[Pointing dataset excerpts]
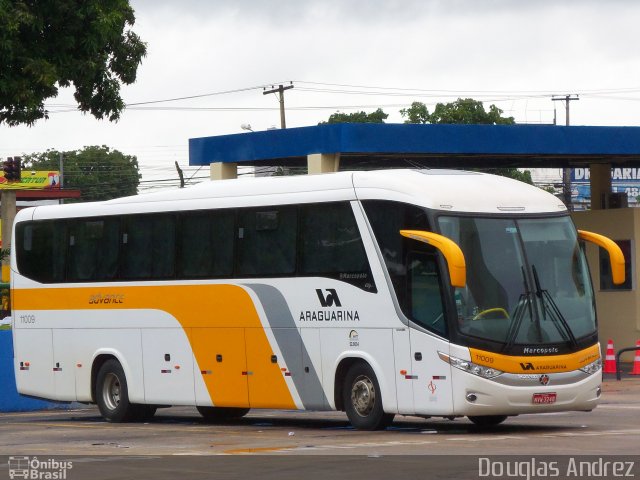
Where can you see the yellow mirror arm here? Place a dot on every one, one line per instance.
(450, 250)
(616, 257)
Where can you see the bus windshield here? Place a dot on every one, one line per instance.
(527, 280)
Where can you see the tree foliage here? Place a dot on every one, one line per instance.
(462, 111)
(466, 111)
(47, 44)
(357, 117)
(98, 172)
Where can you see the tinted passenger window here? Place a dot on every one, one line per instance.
(331, 242)
(267, 241)
(93, 249)
(41, 251)
(148, 247)
(414, 276)
(207, 245)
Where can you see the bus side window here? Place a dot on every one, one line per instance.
(330, 241)
(148, 247)
(93, 250)
(207, 244)
(425, 292)
(41, 250)
(267, 241)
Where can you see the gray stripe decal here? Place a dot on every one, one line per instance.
(280, 318)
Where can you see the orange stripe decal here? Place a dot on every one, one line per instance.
(532, 364)
(221, 322)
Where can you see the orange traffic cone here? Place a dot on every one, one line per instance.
(610, 359)
(636, 361)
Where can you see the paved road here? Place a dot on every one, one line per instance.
(612, 429)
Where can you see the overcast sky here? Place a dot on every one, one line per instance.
(513, 53)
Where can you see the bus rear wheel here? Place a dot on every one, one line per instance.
(220, 414)
(488, 420)
(112, 394)
(362, 399)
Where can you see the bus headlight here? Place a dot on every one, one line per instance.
(593, 367)
(470, 367)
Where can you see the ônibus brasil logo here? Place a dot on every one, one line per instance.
(33, 468)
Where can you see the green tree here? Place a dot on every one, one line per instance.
(98, 172)
(416, 113)
(466, 111)
(357, 117)
(47, 44)
(462, 111)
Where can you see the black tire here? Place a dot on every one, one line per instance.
(488, 420)
(112, 394)
(362, 399)
(221, 414)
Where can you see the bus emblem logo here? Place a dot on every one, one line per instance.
(330, 299)
(527, 366)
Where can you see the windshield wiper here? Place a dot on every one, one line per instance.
(550, 308)
(524, 302)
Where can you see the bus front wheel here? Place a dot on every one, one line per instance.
(362, 399)
(112, 394)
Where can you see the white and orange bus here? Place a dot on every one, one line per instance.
(410, 292)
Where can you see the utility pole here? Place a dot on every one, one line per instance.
(566, 172)
(180, 174)
(280, 91)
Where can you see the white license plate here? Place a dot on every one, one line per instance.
(544, 398)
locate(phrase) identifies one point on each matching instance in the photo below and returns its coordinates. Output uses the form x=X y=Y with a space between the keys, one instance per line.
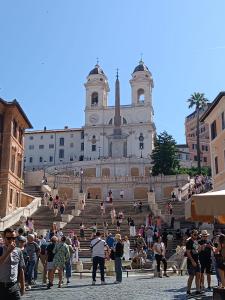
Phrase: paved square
x=138 y=288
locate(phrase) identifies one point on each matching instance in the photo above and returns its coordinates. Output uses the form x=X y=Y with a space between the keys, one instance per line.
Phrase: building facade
x=99 y=135
x=190 y=132
x=13 y=122
x=214 y=117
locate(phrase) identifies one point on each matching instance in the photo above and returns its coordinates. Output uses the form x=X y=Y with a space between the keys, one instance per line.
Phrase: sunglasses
x=8 y=238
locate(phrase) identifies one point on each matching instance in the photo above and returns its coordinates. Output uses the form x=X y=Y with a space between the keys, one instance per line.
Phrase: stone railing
x=15 y=216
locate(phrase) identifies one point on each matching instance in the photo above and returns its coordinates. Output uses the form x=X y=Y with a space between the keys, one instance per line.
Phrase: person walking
x=62 y=254
x=68 y=264
x=118 y=254
x=205 y=258
x=12 y=280
x=126 y=248
x=193 y=264
x=33 y=251
x=160 y=252
x=98 y=257
x=49 y=259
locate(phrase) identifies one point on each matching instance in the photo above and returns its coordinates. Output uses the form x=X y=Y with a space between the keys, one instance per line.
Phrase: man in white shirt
x=98 y=256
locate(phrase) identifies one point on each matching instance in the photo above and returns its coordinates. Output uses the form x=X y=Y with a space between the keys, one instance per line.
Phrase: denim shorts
x=193 y=270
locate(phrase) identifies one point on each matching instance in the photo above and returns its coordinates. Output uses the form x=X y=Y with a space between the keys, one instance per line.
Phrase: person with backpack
x=118 y=254
x=49 y=259
x=98 y=257
x=12 y=280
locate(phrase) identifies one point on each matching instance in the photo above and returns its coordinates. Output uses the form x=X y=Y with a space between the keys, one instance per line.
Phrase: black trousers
x=98 y=261
x=10 y=293
x=159 y=259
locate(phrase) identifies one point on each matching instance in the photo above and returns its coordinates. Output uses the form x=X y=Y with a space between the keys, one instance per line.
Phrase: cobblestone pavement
x=143 y=288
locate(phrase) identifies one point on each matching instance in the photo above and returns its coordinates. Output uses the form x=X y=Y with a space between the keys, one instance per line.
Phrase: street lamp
x=150 y=180
x=55 y=174
x=141 y=147
x=99 y=148
x=81 y=180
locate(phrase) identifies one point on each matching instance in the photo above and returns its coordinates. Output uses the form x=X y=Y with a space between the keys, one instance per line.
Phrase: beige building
x=214 y=117
x=13 y=122
x=190 y=132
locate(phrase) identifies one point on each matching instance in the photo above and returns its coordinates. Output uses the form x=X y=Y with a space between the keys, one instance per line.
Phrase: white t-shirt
x=98 y=249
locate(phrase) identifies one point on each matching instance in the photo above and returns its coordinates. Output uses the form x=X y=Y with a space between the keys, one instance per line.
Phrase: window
x=141 y=146
x=223 y=120
x=17 y=199
x=13 y=161
x=15 y=128
x=11 y=196
x=19 y=168
x=141 y=95
x=20 y=135
x=61 y=141
x=213 y=130
x=94 y=99
x=61 y=153
x=216 y=165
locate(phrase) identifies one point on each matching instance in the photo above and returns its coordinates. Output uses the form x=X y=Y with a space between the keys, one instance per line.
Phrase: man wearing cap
x=193 y=264
x=11 y=268
x=205 y=258
x=98 y=256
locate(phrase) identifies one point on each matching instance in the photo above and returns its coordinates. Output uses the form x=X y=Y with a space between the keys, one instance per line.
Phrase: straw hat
x=204 y=233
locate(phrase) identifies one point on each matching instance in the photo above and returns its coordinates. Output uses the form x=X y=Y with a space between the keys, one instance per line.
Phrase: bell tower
x=141 y=85
x=97 y=89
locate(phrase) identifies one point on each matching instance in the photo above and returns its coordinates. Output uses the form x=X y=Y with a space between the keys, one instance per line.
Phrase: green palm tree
x=198 y=101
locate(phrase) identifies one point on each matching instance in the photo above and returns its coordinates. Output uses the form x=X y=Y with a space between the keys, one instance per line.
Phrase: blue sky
x=49 y=46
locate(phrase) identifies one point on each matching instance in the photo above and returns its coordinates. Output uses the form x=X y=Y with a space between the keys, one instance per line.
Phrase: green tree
x=164 y=155
x=198 y=101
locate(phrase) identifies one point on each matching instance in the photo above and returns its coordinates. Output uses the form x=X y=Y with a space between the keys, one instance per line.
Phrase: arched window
x=141 y=95
x=94 y=99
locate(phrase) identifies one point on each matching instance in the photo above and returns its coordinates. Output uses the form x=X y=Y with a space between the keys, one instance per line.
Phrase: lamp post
x=81 y=180
x=99 y=148
x=55 y=174
x=141 y=151
x=150 y=180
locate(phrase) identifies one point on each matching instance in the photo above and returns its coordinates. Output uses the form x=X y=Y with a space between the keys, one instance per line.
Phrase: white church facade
x=119 y=131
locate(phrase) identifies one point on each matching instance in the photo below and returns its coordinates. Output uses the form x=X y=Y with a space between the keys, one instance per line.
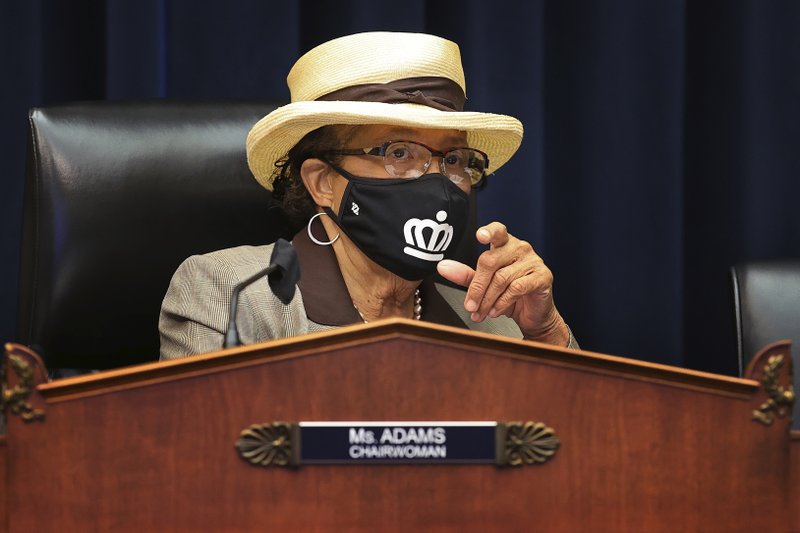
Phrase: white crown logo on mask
x=427 y=239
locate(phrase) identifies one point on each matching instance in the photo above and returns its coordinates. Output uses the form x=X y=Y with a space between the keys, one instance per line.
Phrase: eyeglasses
x=410 y=159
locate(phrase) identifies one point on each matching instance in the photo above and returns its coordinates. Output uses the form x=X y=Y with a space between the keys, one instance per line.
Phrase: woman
x=377 y=158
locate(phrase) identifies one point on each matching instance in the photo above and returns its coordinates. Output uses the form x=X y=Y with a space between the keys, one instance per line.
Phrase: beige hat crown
x=376 y=57
x=318 y=77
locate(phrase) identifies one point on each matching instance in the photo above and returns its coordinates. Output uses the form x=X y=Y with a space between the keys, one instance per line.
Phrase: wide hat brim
x=273 y=136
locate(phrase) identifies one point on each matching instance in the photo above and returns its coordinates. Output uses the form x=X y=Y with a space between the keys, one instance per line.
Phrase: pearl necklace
x=417 y=308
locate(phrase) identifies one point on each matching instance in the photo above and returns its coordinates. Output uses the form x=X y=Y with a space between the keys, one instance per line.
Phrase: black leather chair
x=766 y=298
x=117 y=195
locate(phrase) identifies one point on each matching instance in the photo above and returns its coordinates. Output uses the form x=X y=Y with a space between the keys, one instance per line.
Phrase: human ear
x=317 y=178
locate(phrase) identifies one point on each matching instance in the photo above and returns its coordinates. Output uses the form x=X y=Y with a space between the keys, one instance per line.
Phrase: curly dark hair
x=289 y=192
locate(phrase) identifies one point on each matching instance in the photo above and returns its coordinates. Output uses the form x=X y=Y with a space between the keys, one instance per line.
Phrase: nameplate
x=402 y=442
x=397 y=442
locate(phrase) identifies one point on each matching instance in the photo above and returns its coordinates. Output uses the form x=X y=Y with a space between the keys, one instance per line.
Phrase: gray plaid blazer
x=194 y=313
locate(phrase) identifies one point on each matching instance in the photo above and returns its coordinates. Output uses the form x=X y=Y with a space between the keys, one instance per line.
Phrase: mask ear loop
x=314 y=239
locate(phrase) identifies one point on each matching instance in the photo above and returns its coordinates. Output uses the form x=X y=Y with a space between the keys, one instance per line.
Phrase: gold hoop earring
x=314 y=239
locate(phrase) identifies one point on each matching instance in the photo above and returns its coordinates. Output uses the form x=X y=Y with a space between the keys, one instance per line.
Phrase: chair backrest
x=117 y=195
x=766 y=298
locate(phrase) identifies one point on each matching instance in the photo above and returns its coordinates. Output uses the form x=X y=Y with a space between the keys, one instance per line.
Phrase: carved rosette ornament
x=528 y=443
x=266 y=444
x=780 y=398
x=14 y=399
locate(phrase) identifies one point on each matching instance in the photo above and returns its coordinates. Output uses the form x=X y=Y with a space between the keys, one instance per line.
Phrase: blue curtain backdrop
x=662 y=139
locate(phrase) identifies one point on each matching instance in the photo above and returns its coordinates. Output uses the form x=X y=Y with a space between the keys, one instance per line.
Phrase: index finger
x=494 y=234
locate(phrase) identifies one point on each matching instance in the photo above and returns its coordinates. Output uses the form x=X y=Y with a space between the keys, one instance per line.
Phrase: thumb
x=455 y=272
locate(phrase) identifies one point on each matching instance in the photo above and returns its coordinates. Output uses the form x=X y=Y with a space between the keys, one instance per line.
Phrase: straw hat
x=404 y=79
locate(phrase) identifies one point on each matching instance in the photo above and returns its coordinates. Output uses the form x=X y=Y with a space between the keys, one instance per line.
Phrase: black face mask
x=405 y=225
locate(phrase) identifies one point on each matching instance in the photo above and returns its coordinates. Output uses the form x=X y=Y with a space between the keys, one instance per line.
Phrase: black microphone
x=282 y=274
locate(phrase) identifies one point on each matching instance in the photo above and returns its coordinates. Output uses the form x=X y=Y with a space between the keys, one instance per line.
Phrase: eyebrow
x=392 y=135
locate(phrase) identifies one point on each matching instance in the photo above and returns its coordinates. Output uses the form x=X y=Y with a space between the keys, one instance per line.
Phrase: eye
x=399 y=152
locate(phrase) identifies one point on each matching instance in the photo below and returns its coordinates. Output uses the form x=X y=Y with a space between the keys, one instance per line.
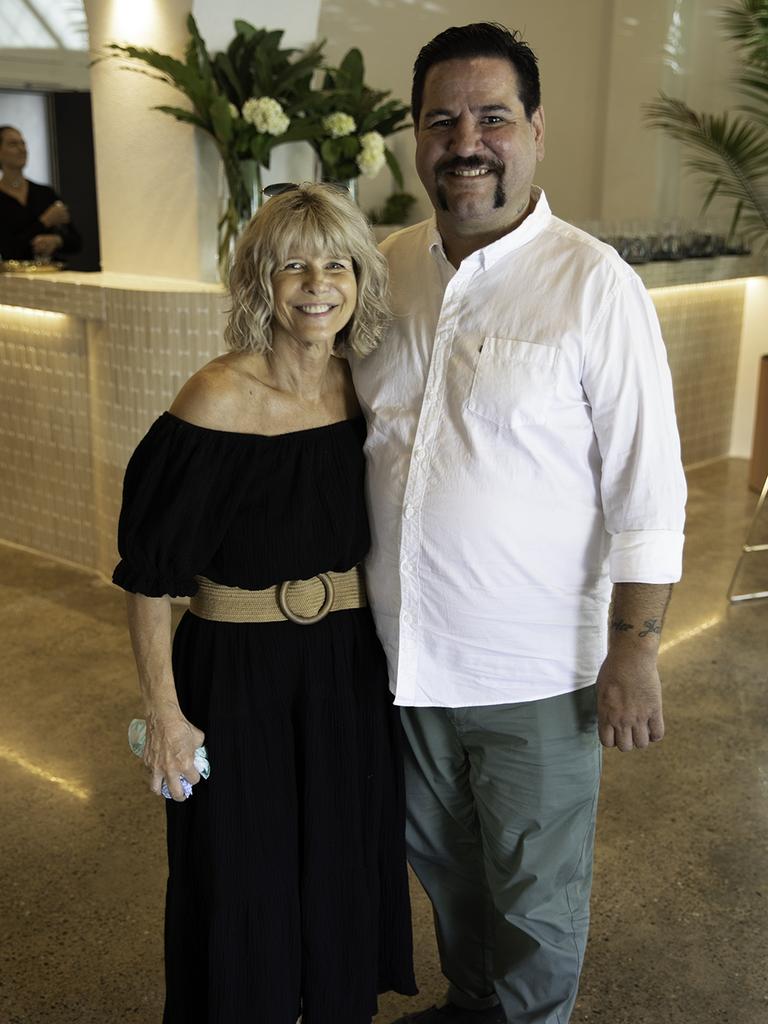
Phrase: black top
x=287 y=883
x=246 y=510
x=19 y=224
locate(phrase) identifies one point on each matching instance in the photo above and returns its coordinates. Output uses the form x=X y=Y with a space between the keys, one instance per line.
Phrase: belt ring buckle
x=327 y=582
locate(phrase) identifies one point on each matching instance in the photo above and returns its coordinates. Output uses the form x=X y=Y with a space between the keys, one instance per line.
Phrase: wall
x=148 y=175
x=599 y=59
x=159 y=180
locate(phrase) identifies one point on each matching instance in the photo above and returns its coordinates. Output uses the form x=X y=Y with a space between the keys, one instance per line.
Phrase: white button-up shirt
x=522 y=454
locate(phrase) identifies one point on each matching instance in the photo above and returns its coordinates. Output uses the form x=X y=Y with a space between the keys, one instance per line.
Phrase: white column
x=158 y=179
x=148 y=185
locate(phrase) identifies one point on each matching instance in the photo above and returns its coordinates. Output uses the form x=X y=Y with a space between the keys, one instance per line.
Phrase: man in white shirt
x=523 y=463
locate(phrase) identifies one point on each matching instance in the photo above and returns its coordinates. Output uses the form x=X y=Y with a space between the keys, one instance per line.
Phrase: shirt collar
x=534 y=224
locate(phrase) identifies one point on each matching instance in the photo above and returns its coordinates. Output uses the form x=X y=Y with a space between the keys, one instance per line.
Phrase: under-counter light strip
x=28 y=311
x=39 y=772
x=698 y=286
x=694 y=631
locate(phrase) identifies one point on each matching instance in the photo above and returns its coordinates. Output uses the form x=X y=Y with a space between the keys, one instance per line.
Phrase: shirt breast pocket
x=515 y=382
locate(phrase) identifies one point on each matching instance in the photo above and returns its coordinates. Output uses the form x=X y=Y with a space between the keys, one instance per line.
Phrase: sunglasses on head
x=269 y=192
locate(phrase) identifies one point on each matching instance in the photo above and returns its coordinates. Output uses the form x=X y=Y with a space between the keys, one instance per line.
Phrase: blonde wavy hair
x=307 y=219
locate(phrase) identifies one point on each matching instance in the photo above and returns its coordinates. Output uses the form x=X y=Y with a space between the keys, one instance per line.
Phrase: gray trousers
x=501 y=824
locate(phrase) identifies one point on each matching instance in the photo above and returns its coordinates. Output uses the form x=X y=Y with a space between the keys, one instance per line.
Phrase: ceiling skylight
x=43 y=25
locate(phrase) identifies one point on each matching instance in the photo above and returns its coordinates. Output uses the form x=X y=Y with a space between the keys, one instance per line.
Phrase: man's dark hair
x=483 y=39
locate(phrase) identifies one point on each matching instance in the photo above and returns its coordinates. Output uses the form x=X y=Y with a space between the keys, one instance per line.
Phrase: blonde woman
x=287 y=889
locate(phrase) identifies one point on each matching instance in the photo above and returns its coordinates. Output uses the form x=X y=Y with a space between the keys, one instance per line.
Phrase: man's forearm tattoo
x=620 y=626
x=651 y=626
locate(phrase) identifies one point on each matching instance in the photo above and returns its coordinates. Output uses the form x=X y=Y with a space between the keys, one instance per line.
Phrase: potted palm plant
x=730 y=151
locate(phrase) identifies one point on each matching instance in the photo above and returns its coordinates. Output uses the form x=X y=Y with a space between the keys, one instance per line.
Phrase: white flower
x=265 y=115
x=370 y=162
x=373 y=142
x=339 y=124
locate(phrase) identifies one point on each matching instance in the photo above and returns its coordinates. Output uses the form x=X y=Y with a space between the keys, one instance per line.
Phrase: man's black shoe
x=451 y=1014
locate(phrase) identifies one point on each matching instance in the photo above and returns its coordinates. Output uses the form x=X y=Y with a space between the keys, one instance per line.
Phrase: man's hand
x=629 y=690
x=55 y=215
x=45 y=245
x=629 y=700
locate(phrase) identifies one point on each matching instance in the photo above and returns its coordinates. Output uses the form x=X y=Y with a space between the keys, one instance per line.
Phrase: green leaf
x=351 y=71
x=221 y=119
x=244 y=29
x=227 y=80
x=394 y=167
x=330 y=152
x=349 y=146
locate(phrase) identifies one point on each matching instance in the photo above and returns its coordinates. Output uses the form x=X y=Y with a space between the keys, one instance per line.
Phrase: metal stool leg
x=749 y=549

WHAT YOU HAVE TO DO
Return every line of the data above that contains the string "stripe", matching case exactly.

TASK ANSWER
Where can you see the gray stripe decal here? Place a dot on every one, one line per instance.
Where can you see the orange stripe decal here? Place a dot on every one, one line per instance.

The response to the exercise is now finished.